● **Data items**
^^^^^^^^^^^^^^^^
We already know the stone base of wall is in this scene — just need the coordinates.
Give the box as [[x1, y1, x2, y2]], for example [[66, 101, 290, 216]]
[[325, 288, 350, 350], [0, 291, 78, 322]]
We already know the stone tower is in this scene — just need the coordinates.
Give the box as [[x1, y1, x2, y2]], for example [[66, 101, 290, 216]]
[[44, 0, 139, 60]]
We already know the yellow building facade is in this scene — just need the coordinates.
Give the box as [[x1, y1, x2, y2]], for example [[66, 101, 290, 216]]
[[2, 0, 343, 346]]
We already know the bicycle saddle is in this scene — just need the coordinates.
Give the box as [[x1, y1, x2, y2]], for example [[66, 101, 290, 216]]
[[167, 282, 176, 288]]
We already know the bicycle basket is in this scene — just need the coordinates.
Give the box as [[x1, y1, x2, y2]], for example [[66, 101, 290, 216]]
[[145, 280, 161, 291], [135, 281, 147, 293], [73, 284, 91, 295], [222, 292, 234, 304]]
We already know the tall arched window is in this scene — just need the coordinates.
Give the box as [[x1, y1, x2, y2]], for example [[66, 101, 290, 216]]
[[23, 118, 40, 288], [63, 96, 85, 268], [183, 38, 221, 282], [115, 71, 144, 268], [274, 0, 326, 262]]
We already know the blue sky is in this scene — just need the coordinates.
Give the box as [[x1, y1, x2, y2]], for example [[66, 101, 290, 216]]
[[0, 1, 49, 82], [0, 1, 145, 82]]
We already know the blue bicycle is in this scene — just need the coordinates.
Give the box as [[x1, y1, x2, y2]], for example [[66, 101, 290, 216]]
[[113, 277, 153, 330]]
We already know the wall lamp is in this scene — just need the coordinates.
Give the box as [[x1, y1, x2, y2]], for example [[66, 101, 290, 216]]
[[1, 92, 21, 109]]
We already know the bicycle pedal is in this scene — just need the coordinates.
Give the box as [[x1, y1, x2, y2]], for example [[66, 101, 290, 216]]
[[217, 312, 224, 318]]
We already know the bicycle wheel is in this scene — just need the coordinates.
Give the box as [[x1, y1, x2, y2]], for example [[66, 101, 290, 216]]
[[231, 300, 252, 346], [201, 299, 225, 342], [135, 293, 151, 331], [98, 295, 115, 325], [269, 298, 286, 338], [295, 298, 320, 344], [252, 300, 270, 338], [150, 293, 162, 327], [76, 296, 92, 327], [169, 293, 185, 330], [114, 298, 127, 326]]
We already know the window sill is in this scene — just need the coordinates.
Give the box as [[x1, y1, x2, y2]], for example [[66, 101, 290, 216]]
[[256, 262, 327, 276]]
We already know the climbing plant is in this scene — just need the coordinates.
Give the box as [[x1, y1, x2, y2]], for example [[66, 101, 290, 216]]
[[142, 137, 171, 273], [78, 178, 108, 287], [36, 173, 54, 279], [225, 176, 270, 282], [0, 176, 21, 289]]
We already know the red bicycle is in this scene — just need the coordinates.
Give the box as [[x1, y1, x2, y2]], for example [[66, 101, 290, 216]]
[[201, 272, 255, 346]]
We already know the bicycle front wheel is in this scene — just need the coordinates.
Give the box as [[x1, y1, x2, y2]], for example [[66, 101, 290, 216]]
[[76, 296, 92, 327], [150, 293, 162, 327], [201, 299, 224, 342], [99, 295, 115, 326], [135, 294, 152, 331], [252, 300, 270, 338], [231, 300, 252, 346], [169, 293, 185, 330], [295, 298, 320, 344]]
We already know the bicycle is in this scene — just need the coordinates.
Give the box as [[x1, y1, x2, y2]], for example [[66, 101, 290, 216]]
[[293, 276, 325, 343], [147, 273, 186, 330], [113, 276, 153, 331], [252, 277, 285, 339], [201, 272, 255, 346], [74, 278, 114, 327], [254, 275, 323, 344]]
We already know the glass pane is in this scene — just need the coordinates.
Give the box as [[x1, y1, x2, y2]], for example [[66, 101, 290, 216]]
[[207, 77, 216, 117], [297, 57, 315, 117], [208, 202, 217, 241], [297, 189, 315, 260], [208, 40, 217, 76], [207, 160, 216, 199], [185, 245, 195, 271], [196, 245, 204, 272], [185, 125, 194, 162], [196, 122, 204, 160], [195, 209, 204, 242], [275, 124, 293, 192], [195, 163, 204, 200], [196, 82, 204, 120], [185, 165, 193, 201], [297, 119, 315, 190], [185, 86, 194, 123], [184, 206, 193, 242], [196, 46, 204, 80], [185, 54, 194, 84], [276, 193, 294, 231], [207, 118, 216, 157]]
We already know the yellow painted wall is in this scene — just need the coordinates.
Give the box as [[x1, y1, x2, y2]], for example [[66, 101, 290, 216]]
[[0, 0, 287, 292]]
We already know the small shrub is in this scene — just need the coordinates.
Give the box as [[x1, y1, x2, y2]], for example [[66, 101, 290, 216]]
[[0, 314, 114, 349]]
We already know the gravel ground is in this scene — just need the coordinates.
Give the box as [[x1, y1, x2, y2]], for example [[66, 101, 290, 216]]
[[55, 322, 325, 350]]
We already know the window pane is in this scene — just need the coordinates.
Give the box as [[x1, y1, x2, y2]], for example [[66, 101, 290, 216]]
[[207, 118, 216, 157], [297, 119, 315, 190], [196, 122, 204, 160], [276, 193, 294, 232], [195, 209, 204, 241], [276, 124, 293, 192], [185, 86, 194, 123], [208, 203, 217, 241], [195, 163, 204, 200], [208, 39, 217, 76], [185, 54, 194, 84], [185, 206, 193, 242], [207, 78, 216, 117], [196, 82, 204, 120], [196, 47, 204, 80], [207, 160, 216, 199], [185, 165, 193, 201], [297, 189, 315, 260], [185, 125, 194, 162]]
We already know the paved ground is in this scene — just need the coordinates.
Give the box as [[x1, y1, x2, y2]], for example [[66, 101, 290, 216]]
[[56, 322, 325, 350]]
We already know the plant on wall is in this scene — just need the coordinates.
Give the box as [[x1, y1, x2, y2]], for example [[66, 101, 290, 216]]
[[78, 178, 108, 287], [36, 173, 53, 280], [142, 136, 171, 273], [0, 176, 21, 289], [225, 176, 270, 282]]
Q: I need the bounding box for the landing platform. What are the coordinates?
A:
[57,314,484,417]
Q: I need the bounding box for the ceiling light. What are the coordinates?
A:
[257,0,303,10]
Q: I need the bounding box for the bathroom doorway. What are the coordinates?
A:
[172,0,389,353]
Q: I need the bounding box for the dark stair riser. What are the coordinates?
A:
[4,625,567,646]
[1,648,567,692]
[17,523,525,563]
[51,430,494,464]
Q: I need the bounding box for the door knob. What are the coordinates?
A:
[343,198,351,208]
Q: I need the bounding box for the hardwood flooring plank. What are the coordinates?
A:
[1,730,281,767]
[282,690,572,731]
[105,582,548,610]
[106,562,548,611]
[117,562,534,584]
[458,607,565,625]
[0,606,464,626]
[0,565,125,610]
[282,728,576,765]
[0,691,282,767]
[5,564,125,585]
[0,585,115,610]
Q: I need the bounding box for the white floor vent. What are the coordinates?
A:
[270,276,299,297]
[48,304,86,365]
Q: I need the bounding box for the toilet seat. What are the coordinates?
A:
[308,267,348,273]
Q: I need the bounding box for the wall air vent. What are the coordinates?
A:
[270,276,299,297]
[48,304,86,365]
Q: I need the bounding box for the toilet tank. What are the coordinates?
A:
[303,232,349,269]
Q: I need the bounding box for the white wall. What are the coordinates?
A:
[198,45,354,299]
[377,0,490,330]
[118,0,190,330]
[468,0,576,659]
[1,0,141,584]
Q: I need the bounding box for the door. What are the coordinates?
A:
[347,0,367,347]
^^^^^^^^^^^^^^^^
● **PROBLEM REQUIREMENTS**
Retype every entry above, word for word.

● **EXPECTED ANSWER**
We already know the stone base of wall is in this scene — just need the coordinates.
Give the box as [[x1, y1, x2, y2]], for example [[66, 101, 290, 216]]
[[325, 288, 350, 350], [0, 291, 78, 322]]
We already know the stone tower is in this scene — just need the coordinates.
Give the box as [[x1, y1, x2, y2]], for example [[66, 101, 290, 216]]
[[44, 0, 139, 60]]
We already know the yellow building facade is in this scene — just need the coordinates.
Give the box as [[x1, y1, x2, y2]], for example [[66, 101, 290, 216]]
[[2, 0, 343, 346]]
We already know the bicycle saddle is in this scene — just need the coordinates.
Give the box as [[x1, y1, x2, y2]], for example [[66, 101, 290, 216]]
[[167, 282, 176, 288]]
We already know the bicycle basket is in this scene — just need the coordinates.
Give the box as [[x1, y1, x2, y2]], for example [[66, 101, 290, 216]]
[[145, 280, 161, 291], [135, 281, 147, 293], [73, 284, 91, 295], [222, 292, 234, 304]]
We already know the tall arched window is in this scene — just need the coordinates.
Give the box as [[x1, y1, x2, y2]], for example [[66, 101, 290, 216]]
[[23, 118, 40, 288], [63, 96, 85, 268], [183, 38, 221, 282], [115, 71, 144, 268], [274, 0, 326, 262]]
We already know the blue sky is in this scene — just need the coordinates.
Give the box as [[x1, y1, x2, y2]], for example [[66, 101, 290, 216]]
[[0, 1, 49, 82], [0, 1, 145, 82]]
We already know the blue bicycle is in this scene — just need the coordinates.
Give the box as [[x1, y1, x2, y2]], for example [[66, 101, 290, 216]]
[[113, 277, 153, 330]]
We already know the wall lamp is in this scene — just need the coordinates.
Give the box as [[x1, y1, x2, y2]], for example [[66, 101, 290, 216]]
[[1, 92, 21, 109]]
We already know the bicycle pedal is in this scene — just need the coordinates.
Give the box as [[x1, y1, x2, y2]], for example [[66, 101, 290, 216]]
[[217, 312, 224, 318]]
We already know the bicycle wheel is in this scene — just need the coordinates.
Give the box as [[x1, y1, x2, y2]], for example [[66, 101, 290, 216]]
[[231, 300, 252, 346], [201, 299, 225, 342], [135, 293, 151, 331], [98, 295, 115, 325], [269, 298, 286, 338], [295, 298, 320, 344], [252, 300, 270, 338], [150, 293, 162, 327], [76, 296, 92, 327], [169, 293, 185, 330], [114, 298, 127, 326]]
We already know the window sill is in this scene — just need the coordinates.
Give the box as [[x1, y1, x2, y2]], for example [[66, 101, 290, 216]]
[[256, 262, 327, 276]]
We already know the climbing plant is in this scene — just need the coordinates.
Give the box as [[x1, y1, x2, y2]], for example [[66, 101, 290, 216]]
[[142, 137, 171, 273], [78, 178, 108, 287], [36, 173, 54, 279], [225, 176, 270, 282], [0, 176, 21, 289]]
We already know the red bicycle is in this scene — just need the coordinates.
Give the box as [[x1, y1, x2, y2]], for example [[66, 101, 290, 216]]
[[201, 272, 255, 346]]
We already know the bicycle front wheel is in this scene — just need the coordinates.
Give the box as [[x1, y1, x2, y2]], for example [[66, 101, 290, 216]]
[[76, 296, 92, 327], [150, 293, 162, 327], [201, 299, 224, 342], [99, 295, 115, 326], [135, 294, 152, 331], [252, 300, 270, 338], [231, 300, 252, 346], [169, 293, 185, 330], [295, 298, 320, 344]]
We already know the bicycle is in this scene — just need the coordinates.
Give the box as [[x1, y1, x2, y2]], for example [[66, 101, 290, 216]]
[[293, 276, 325, 343], [147, 273, 186, 330], [113, 276, 153, 331], [252, 277, 285, 339], [201, 272, 255, 346], [74, 278, 114, 327], [254, 275, 323, 344]]
We already know the glass pane is in this scene — just need the coordinates.
Give the box as [[x1, y1, x2, y2]], for example [[66, 101, 290, 216]]
[[207, 77, 216, 117], [297, 57, 315, 117], [208, 202, 217, 241], [297, 189, 315, 260], [208, 40, 217, 76], [207, 160, 216, 199], [185, 245, 195, 271], [196, 245, 204, 272], [185, 125, 194, 162], [196, 122, 204, 160], [195, 209, 204, 242], [275, 124, 293, 192], [195, 163, 204, 200], [196, 82, 204, 120], [185, 165, 193, 201], [297, 119, 315, 190], [185, 86, 194, 123], [184, 206, 193, 242], [196, 46, 204, 80], [185, 54, 194, 84], [276, 193, 294, 231], [207, 118, 216, 157]]
We already know the yellow painted wall is in this scene — just need the coordinates.
Give the box as [[x1, y1, x2, y2]], for example [[66, 101, 290, 216]]
[[0, 0, 287, 292]]
We already know the small shrub is in this scene — just need the coordinates.
Give the box as [[x1, y1, x2, y2]], for example [[66, 101, 290, 216]]
[[0, 314, 114, 349]]
We already know the gravel ground is in this scene — just need the coordinates.
Give the box as [[x1, y1, x2, y2]], for example [[66, 101, 290, 216]]
[[55, 322, 325, 350]]
We already know the window pane is in this scene — just need the coordinates.
Give the box as [[x1, y1, x2, y2]], for example [[66, 101, 290, 216]]
[[207, 118, 216, 157], [297, 119, 315, 190], [196, 122, 204, 160], [276, 193, 294, 232], [195, 209, 204, 241], [276, 124, 293, 192], [185, 86, 194, 123], [208, 203, 217, 241], [195, 163, 204, 200], [208, 39, 217, 76], [185, 54, 194, 84], [185, 206, 193, 242], [207, 78, 216, 117], [196, 82, 204, 120], [196, 47, 204, 80], [207, 160, 216, 199], [185, 165, 193, 201], [297, 189, 315, 260], [185, 125, 194, 162]]
We already know the paved ground is in this scene — just need the coordinates.
Give the box as [[x1, y1, x2, y2]], for example [[66, 101, 290, 216]]
[[56, 322, 325, 350]]
We already know the plant on wall is in this scene — just need the coordinates.
Give the box as [[x1, y1, x2, y2]], for example [[66, 101, 290, 216]]
[[78, 178, 108, 287], [36, 173, 53, 280], [142, 136, 171, 273], [0, 176, 21, 289], [225, 176, 270, 282]]
Q: I need the bounding box for the landing platform. What are the coordinates?
A:
[57,314,484,417]
Q: I need the bounding box for the ceiling light. What are the coordinates?
A:
[257,0,303,10]
Q: I need the bounding box for the bathroom doorway. What are the coordinates?
A:
[172,0,389,353]
Q: I need the bounding box for the dark stair riser. What are the coordinates?
A:
[4,625,567,646]
[1,648,567,692]
[17,523,525,563]
[51,430,494,464]
Q: I need the bounding box for the door knob. What are the coordinates?
A:
[343,198,351,208]
Q: I need the bounding box for the hardwood flooring plank. What are the coordinates?
A:
[1,730,281,767]
[282,690,572,731]
[105,582,548,610]
[106,562,548,611]
[117,562,534,584]
[458,607,565,625]
[0,606,464,626]
[0,565,125,610]
[282,728,576,765]
[0,691,282,767]
[5,564,125,585]
[0,585,115,610]
Q: I need the bounding box for the white floor vent. What are the coordinates?
A:
[270,276,299,297]
[48,304,86,365]
Q: I need the bounding box for the toilet seat. What are the coordinates?
A:
[308,267,348,273]
Q: I need the bounding box for the wall air vent. What are the coordinates?
A:
[270,276,299,297]
[48,304,86,365]
Q: I need the bounding box for the toilet tank. What are the coordinates?
A:
[303,232,349,269]
Q: I need the bounding box for the white wall. What are the coordinates?
A:
[198,45,354,299]
[377,0,490,330]
[118,0,190,330]
[468,0,576,659]
[1,0,141,584]
Q: I need the bounding box for the door. What are the coordinates?
A:
[347,0,367,347]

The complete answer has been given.